## [Task description]
Copy the listing below line for line, without changing a single character.

(Bounding-box records)
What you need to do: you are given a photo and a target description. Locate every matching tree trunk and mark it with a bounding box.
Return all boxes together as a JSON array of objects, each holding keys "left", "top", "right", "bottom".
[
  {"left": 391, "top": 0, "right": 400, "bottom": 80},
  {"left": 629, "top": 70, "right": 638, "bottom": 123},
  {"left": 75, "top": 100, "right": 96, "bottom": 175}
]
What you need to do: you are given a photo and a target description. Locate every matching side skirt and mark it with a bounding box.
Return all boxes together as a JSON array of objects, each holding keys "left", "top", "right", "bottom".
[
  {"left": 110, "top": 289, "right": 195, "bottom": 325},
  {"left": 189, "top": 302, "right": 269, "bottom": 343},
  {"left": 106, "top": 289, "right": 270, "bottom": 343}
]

## [Exercise output]
What you need to do: you are given a photo and a target description. Locate every matching tree trunk and mark it with a bounding box.
Return all boxes together as a JSON array of objects, each holding keys "left", "top", "right", "bottom".
[
  {"left": 391, "top": 0, "right": 400, "bottom": 80},
  {"left": 629, "top": 70, "right": 638, "bottom": 123},
  {"left": 75, "top": 100, "right": 96, "bottom": 175}
]
What you need to do: you are given a photo and a target description. Locate every matching side skirt and mark it with a bounding box.
Return all boxes together as a JSON array of objects, each holding keys "left", "top", "right", "bottom".
[
  {"left": 110, "top": 289, "right": 195, "bottom": 325},
  {"left": 189, "top": 302, "right": 269, "bottom": 343},
  {"left": 106, "top": 289, "right": 270, "bottom": 343}
]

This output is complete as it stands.